══ Article ══

These hurricanes which occur so frequently, and someone said that this year
will bring many hurricanes--a scientist--and it appears that the man was
right. We have already had one in June. Three or four more have been
generated. We see one over here, and reports say that another one is
forging behind it. It appears that we will have to cope (Castro laughs) not
only with imperialism, but also with the hurricanes. We are thinking in
terms of setting up windbreakers. However, the windbreaks cannot prevent a
hurricane, packing winds of up to 200 kilometers per hour, from knocking
down our fruit or from wreaking havoc on our grain crops. However, the
windbreaks cannot prevent a hurricane, packing winds of up to 200
kilometers per hour, from knocking down our fruit or from wreaking havoc on
our grain crops. They can, however, to a great degree protect our
plantations; this is important.

Even though on the Isle of Pines, which had a promisingly magnificent crop
of citrus fruit this year and even though the hurricane knocked down 90
percent of the fruit, not one single tree was knocked down--and not a
single tree. That is why we expect the crop there to be much better not
only because of the treatment we have given our orchards, but also because
of new areas that have been opened to this product. We are still a poor
country, very poor. We still lack many things. We would like to have them,
the sooner the better. There are some things which we cannot speed up.
However, we are certain of one thing: we will accomplish a great deal in
the least possible time. We are making big strides, making big strides. We
have lived through each year of this revolution, and we have seen how
today--today, at this time--none of the previous years can compare with
this year in efforts, pace, and the thrust of experienced by the
country--in the spirit of work within the country--a spirit of work which
can be appreciated throughout the length and breadth of the country.

═══

**Tasks to perform:**
1 > In the speech, what percentage of the fruit on the Isle of Pines did the hurricane knock down?
2 > Why does the speech say the citrus crop on the Isle of Pines is expected to be much better? Answer in one to three sentences.
3 > Go on with the speech about hurricanes and the country's work from the point where it ends.

══ Data provided ══

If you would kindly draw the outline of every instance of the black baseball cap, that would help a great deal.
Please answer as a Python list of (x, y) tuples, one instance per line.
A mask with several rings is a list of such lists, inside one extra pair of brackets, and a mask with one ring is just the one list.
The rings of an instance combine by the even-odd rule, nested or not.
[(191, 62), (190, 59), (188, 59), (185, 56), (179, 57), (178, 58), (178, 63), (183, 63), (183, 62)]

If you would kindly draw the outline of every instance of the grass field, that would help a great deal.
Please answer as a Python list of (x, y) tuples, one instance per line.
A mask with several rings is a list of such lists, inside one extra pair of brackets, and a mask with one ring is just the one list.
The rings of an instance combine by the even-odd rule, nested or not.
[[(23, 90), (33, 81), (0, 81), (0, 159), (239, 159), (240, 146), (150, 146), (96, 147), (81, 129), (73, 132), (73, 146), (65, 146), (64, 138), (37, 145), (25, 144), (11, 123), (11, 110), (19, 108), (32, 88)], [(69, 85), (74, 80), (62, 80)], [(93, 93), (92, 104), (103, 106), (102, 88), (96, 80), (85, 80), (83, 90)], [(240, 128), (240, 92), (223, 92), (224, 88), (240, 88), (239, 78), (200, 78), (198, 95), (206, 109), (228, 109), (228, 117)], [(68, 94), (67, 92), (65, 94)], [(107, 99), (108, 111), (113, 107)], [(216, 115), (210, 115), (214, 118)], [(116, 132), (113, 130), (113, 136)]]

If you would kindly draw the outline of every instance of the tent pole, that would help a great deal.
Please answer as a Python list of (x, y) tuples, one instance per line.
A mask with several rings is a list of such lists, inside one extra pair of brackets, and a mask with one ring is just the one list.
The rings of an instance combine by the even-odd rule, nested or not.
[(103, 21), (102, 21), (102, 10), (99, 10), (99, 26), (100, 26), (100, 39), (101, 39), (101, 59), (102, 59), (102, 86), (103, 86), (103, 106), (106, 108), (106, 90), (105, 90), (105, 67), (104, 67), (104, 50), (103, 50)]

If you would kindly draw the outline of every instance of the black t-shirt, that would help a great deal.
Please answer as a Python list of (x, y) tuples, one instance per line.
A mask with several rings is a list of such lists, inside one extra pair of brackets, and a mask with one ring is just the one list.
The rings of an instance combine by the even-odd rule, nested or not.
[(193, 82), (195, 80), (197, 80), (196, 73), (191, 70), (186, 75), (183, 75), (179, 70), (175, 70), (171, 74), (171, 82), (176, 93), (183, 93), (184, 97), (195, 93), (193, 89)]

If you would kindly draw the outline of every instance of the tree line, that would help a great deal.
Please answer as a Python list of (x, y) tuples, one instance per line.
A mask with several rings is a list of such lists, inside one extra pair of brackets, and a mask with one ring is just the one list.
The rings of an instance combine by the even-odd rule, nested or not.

═══

**The responses:**
1 > 90 percent.

2 > Although the hurricane knocked down 90 percent of the fruit, not a single tree was knocked down. The speech also credits the treatment given to the orchards and the new areas opened to citrus.

3 >
Never before had we attained this degree of organization, of enthusiasm
which prevails at this moment. It can already be seen in as series of
things, not only in the production activity, but in education too. Do you
know the problem we have this year? The problem is that more than 70,000
sixth-grade students, more than 70,000. (applause) This is a figure, this
is an impressive figure. And they have graduated in all places because this
is the result of the schools that the revolution built, of the teachers
that the revolution sent. And all of a sudden, all of a sudden, more that
70,000 have graduated and many of them in places where there are no basic
secondary schools--in the mountains, in the country, in the farms, in the
area of small farmers, in all places.

The number o scholarships applied for has exceeded the capacity of
scholarship students by 5,000--more than 15,000. However, 8,500 are
enrolled, for example, at the school of Minas del Frio to become teachers.
In spite of the present capacity, it is not enough. It has been decided to
(?add) a few thousand more. It is estimated that there are still 8,000
students graduating from the sixth grade in areas where there are no basic
secondary schools and who will not be able to continue studying. What are
we going to do? Continue to search. We already have a large building of
which almost half belongs to the state. It had been left there as a
possible future hotel. We cannot leave any buildings for that when we have
thousands of youths. If we do not solve their problems they cannot continue
studying, and this building is the (?solution). (applause) There are some
available apartments for some 1,700 students, 1,700 students. We are also
going to convert the (name indistinct) immediately. Not all the (name
indistinct), those that live at the (name indistinct) do not have to get
scared. There are some who live there or that used to live there, others
who rented some apartments there in the beginning. They do not have to be
frightened; we do not dispossess anyone. If anyone wants to move, we will
move them to another apartment--something else. There is always a fund with
which to resolve those problems.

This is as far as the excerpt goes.